Re: abundance of irrationals!)

Virgil - WM



The large number of contributions is welcome, but forces me to put
some together.


WM:
Not in that sum which stretches over all n.

V:
That "sum" is exactly like that excessively fecund woman who is every
man's mother, it does not exist.
Folgetext zu diesem Beitrag schreiben

WM:
Your example is completely missing the point (as usual), i.e. the SUM
in a linearly ordered set.
Form the (converging) SUM a_k over k = 1 to n.
Do this for every finite n, without leaving out any.
This implies that one of the sums includes all n e N.

If you disagree, tell me which n is left out.


V:
Nobody is saying that the number yoou create is not a real.

What we are saying is that any number with infinitely many 1s in it
created from a list in which each number has only finitely many 1s in
it
is not in the list. Which shows that your list is not a surjection
from
N to R.

WM
The digits of diagonal and bottom of each finite triangle

1
11
111

give the value diagonal / bottom = 1. Should this become false in "the
infinite". Further, do you see that every 1 of the diagonal stems from
a line?


There is no need for the limit os a convergent sequence of partial
sums
to appear in the sequence itself. So the question is irrelevant.

■ Source excerpt:
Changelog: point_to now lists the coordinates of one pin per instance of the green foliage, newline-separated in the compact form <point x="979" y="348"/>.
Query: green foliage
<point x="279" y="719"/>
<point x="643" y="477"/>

■ What this exercise asks:
A) In the thread on the abundance of irrationals, why does V say the list is not a surjection from N to R?
B) Will you duplicate everything in the irrationals thread from "Folgetext zu diesem" down to "not a real."?

■ Expected outputs:
A) Every number in the list has only finitely many 1s. So any number with infinitely many 1s built from that list is not in the list, which shows the list is not a surjection from N to R.

B)
Folgetext zu diesem Beitrag schreiben

WM:
Your example is completely missing the point (as usual), i.e. the SUM
in a linearly ordered set.
Form the (converging) SUM a_k over k = 1 to n.
Do this for every finite n, without leaving out any.
This implies that one of the sums includes all n e N.

If you disagree, tell me which n is left out.


V:
Nobody is saying that the number yoou create is not a real.